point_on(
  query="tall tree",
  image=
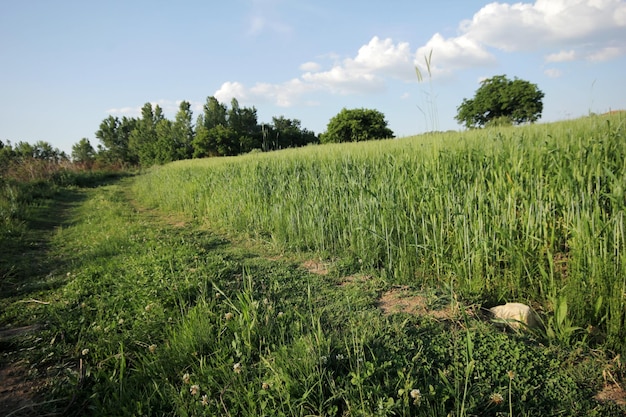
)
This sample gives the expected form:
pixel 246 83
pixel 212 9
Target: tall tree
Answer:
pixel 356 125
pixel 83 153
pixel 499 100
pixel 183 131
pixel 288 133
pixel 114 135
pixel 243 122
pixel 143 139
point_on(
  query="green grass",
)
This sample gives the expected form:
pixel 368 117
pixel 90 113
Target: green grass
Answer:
pixel 531 214
pixel 169 312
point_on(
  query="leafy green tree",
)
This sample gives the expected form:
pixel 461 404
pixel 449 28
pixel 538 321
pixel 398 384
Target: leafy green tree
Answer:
pixel 226 139
pixel 143 139
pixel 499 100
pixel 243 122
pixel 356 125
pixel 288 133
pixel 83 153
pixel 114 136
pixel 183 132
pixel 214 114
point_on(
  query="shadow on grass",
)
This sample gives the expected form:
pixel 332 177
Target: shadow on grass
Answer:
pixel 28 263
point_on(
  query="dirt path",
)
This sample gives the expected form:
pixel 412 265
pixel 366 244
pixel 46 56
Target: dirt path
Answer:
pixel 26 271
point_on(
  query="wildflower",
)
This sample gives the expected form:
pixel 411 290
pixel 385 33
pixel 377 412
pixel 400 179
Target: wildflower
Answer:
pixel 186 378
pixel 496 398
pixel 416 395
pixel 237 367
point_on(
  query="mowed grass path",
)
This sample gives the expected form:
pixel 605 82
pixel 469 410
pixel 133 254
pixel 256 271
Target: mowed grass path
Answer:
pixel 151 314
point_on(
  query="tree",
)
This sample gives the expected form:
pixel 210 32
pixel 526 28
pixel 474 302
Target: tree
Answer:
pixel 243 122
pixel 183 131
pixel 114 134
pixel 83 153
pixel 143 139
pixel 356 125
pixel 499 100
pixel 288 133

Objective. Express every line of the items above as a Markdown table with two columns, Row and Item line, giving each line its own numbered row and omitting blank lines. Leave the pictures out of the table.

Reply to the task.
| Row | Item line |
|---|---|
| 1 | point_on( |
| 2 |   query="tall tree", |
| 3 |   image= |
| 4 | ) |
| 5 | This sample gives the expected form: |
| 6 | pixel 246 83 |
| 7 | pixel 212 9 |
| 8 | Target: tall tree |
| 9 | Answer: |
| 10 | pixel 356 125 |
| 11 | pixel 83 153 |
| 12 | pixel 499 100 |
| 13 | pixel 183 131 |
| 14 | pixel 288 133 |
| 15 | pixel 114 135 |
| 16 | pixel 243 122 |
| 17 | pixel 143 139 |
| 18 | point_on( |
| 19 |   query="green grass", |
| 20 | ) |
| 21 | This sample gives the expected form: |
| 22 | pixel 368 117 |
| 23 | pixel 90 113 |
| 24 | Target: green grass |
| 25 | Answer: |
| 26 | pixel 531 214 |
| 27 | pixel 169 312 |
| 28 | point_on( |
| 29 |   query="leafy green tree", |
| 30 | ) |
| 31 | This sample gives the expected form: |
| 32 | pixel 461 404 |
| 33 | pixel 449 28 |
| 34 | pixel 538 321 |
| 35 | pixel 398 384 |
| 36 | Target: leafy green tree |
| 37 | Answer: |
| 38 | pixel 226 139 |
| 39 | pixel 143 139 |
| 40 | pixel 499 100 |
| 41 | pixel 243 122 |
| 42 | pixel 356 125 |
| 43 | pixel 288 133 |
| 44 | pixel 83 153 |
| 45 | pixel 114 136 |
| 46 | pixel 183 132 |
| 47 | pixel 214 114 |
| 48 | point_on( |
| 49 |   query="shadow on grass", |
| 50 | ) |
| 51 | This sample gives the expected form: |
| 52 | pixel 332 177 |
| 53 | Target: shadow on grass |
| 54 | Answer: |
| 55 | pixel 28 263 |
| 56 | point_on( |
| 57 |   query="dirt path", |
| 58 | ) |
| 59 | This sample gives the expected form: |
| 60 | pixel 412 265 |
| 61 | pixel 366 244 |
| 62 | pixel 46 56 |
| 63 | Target: dirt path |
| 64 | Answer: |
| 65 | pixel 26 271 |
| 66 | point_on( |
| 67 |   query="wildflower", |
| 68 | ) |
| 69 | This sample gives the expected form: |
| 70 | pixel 411 290 |
| 71 | pixel 385 33 |
| 72 | pixel 377 412 |
| 73 | pixel 400 179 |
| 74 | Target: wildflower |
| 75 | Answer: |
| 76 | pixel 186 378 |
| 77 | pixel 496 398 |
| 78 | pixel 416 395 |
| 79 | pixel 237 367 |
| 80 | point_on( |
| 81 |   query="mowed grass path", |
| 82 | ) |
| 83 | This sample gives the expected form: |
| 84 | pixel 605 82 |
| 85 | pixel 469 410 |
| 86 | pixel 133 254 |
| 87 | pixel 256 271 |
| 88 | Target: mowed grass path |
| 89 | Answer: |
| 90 | pixel 151 314 |
| 91 | point_on( |
| 92 |   query="tree", |
| 93 | ) |
| 94 | This sample gives the expected form: |
| 95 | pixel 210 32 |
| 96 | pixel 526 28 |
| 97 | pixel 474 302 |
| 98 | Target: tree |
| 99 | Answer: |
| 100 | pixel 243 122 |
| 101 | pixel 183 131 |
| 102 | pixel 114 134 |
| 103 | pixel 83 153 |
| 104 | pixel 143 139 |
| 105 | pixel 356 125 |
| 106 | pixel 499 100 |
| 107 | pixel 288 133 |